INSTRUCTIONS FOR THE TASK:
Write out only the final part of the records below. It begins with the line that contains "class is autumn" and ends with the last line.

Start of INPUT MATERIAL

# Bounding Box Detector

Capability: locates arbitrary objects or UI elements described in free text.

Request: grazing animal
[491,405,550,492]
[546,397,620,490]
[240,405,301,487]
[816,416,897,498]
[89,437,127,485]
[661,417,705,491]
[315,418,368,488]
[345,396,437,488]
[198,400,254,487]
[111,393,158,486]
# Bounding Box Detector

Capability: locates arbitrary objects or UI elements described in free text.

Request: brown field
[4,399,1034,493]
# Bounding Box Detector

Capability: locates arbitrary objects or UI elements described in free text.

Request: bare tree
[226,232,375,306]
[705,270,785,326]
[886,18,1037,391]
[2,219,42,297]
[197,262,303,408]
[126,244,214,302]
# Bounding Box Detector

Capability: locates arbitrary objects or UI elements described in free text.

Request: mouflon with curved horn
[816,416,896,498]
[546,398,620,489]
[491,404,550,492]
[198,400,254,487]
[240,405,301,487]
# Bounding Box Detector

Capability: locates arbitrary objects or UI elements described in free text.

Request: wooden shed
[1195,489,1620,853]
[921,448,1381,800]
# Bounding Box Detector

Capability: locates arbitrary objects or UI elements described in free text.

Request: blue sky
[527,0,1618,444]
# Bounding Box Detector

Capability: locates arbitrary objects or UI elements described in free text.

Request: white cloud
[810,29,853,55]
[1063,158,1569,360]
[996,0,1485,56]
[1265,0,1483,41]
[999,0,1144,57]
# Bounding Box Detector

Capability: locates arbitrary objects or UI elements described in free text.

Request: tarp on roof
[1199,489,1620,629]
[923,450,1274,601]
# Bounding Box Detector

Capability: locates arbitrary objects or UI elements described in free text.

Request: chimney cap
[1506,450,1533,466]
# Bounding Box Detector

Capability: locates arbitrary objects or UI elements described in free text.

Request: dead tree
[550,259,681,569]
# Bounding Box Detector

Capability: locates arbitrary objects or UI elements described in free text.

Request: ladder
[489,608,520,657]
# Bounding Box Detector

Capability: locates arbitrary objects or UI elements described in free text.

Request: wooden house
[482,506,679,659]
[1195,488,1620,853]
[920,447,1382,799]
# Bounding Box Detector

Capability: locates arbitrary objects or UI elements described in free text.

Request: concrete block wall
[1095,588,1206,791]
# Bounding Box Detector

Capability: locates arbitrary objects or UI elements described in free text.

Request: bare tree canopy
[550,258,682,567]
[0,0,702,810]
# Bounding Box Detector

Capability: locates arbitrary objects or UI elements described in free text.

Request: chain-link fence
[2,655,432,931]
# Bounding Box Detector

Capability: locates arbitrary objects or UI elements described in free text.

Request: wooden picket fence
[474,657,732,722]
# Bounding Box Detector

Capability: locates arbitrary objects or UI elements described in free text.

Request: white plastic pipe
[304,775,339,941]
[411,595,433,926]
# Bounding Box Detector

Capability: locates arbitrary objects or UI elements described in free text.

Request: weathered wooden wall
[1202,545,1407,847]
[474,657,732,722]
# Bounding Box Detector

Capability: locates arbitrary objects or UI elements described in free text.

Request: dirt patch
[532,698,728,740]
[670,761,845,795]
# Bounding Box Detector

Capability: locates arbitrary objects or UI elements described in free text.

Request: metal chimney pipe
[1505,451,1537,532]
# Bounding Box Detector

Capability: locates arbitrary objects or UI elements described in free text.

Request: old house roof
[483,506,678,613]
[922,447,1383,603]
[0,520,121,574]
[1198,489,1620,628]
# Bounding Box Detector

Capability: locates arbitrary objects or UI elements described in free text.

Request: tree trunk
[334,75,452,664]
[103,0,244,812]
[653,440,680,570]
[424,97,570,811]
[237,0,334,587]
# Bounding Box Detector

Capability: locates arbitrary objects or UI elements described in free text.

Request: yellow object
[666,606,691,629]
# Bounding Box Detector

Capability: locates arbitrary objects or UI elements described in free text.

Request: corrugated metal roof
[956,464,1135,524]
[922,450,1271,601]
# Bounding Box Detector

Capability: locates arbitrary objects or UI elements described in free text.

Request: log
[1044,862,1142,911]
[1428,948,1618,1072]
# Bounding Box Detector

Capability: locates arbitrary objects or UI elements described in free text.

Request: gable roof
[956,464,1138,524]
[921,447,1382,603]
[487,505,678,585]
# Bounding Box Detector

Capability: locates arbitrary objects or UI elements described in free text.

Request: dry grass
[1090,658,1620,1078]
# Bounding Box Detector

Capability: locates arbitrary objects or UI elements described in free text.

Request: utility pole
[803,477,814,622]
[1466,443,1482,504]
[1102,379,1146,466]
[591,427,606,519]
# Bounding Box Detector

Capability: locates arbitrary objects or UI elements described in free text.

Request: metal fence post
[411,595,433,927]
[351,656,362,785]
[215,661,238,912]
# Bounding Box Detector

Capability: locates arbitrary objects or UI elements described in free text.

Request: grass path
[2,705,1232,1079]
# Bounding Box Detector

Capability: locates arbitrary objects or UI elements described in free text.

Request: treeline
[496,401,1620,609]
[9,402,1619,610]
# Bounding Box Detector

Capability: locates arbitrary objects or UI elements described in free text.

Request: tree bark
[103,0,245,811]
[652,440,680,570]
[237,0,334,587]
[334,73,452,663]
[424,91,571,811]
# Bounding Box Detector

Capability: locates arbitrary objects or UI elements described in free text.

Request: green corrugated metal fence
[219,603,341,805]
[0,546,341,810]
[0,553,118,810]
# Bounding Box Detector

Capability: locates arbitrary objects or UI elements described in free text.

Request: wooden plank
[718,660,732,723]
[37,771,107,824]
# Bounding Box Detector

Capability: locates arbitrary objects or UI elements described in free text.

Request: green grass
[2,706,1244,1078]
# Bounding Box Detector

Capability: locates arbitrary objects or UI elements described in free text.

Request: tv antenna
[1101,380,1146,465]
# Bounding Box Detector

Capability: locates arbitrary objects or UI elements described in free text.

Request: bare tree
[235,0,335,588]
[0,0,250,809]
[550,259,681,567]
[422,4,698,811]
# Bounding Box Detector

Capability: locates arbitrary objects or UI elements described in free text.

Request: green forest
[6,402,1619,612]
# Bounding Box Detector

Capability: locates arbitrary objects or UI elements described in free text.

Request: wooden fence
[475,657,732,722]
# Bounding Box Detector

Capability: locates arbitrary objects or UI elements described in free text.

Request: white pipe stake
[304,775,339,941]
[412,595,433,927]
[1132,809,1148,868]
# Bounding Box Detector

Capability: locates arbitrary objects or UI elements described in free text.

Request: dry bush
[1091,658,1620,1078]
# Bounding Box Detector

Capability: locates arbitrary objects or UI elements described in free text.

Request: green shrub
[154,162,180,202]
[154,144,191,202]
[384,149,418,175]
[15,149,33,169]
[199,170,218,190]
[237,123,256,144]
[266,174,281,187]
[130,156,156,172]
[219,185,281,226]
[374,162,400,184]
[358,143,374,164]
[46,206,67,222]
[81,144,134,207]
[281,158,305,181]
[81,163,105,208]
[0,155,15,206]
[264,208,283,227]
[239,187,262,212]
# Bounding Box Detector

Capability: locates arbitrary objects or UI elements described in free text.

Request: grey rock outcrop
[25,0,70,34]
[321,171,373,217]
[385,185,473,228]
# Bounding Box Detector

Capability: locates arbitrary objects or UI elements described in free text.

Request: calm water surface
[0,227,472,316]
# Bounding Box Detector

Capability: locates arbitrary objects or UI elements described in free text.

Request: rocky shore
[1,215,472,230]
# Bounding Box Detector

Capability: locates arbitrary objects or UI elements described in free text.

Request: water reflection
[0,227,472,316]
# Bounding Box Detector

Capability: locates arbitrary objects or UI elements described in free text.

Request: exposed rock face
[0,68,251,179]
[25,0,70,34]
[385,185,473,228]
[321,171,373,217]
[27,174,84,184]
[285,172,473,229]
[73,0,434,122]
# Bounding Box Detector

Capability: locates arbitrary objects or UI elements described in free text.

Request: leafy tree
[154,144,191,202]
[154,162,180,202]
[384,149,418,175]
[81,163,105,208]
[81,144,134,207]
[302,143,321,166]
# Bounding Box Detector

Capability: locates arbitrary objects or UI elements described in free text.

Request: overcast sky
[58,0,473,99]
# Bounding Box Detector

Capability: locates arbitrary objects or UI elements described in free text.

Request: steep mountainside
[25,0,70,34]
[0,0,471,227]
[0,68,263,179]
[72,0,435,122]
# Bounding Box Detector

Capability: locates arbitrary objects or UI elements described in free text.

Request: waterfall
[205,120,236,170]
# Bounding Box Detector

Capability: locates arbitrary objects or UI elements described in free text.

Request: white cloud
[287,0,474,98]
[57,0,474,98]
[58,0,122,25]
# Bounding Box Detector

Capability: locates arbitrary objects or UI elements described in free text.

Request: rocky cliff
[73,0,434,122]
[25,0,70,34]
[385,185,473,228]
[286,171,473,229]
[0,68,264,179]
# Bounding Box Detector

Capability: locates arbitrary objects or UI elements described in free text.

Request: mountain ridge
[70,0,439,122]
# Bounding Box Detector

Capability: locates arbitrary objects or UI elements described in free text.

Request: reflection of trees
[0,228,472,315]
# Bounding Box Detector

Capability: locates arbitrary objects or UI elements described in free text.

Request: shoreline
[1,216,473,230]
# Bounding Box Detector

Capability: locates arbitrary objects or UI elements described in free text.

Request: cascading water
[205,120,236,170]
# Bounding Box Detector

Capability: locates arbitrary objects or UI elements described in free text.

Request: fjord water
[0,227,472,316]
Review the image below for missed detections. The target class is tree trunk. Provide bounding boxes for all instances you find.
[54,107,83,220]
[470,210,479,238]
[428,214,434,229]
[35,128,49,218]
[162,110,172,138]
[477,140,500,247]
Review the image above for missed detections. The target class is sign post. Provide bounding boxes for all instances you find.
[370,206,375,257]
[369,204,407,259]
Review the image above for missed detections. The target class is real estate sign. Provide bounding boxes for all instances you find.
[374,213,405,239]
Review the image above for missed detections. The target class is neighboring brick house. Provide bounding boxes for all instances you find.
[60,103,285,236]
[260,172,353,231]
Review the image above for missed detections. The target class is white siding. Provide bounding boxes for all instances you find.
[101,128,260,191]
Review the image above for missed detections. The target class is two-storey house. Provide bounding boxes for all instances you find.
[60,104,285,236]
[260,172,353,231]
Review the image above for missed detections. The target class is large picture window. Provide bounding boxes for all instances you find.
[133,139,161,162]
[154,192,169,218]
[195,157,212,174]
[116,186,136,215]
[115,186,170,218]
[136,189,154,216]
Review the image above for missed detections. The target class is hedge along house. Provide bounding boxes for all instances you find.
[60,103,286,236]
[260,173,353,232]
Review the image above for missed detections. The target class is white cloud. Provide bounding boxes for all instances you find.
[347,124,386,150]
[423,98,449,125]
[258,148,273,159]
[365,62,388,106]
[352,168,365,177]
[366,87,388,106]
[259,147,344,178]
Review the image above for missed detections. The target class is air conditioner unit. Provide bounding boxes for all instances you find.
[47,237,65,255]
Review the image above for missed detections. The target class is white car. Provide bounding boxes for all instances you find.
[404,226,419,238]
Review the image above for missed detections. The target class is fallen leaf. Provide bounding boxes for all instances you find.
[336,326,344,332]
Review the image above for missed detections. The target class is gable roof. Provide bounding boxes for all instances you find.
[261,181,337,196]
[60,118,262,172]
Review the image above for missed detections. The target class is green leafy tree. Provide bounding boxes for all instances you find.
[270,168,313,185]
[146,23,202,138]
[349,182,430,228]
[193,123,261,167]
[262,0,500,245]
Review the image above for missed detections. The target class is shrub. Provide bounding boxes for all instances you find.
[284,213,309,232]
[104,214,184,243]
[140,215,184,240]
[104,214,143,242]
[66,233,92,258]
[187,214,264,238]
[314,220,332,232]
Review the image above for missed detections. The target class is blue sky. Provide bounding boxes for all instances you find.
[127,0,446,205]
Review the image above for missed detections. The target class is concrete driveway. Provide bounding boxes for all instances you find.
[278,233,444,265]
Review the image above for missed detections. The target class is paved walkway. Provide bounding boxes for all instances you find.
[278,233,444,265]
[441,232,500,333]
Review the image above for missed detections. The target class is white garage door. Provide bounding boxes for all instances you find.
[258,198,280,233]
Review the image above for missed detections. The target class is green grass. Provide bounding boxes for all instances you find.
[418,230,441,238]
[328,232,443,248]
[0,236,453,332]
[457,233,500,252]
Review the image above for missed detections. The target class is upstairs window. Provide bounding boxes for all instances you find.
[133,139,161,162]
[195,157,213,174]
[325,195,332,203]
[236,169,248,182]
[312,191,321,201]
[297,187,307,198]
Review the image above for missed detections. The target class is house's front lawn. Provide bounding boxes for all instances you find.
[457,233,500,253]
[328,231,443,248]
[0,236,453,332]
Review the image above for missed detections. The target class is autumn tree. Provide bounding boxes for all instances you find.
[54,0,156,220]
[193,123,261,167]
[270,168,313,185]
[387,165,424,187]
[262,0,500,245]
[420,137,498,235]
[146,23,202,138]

End of INPUT MATERIAL

SOLUTION FOR THIS EXERCISE:
Review the image above for missed detections. The target class is autumn tree. Provide bounding boxes for all instances you find.
[54,0,156,220]
[193,123,261,167]
[270,168,313,185]
[387,165,424,187]
[262,0,500,245]
[420,137,498,235]
[146,23,202,138]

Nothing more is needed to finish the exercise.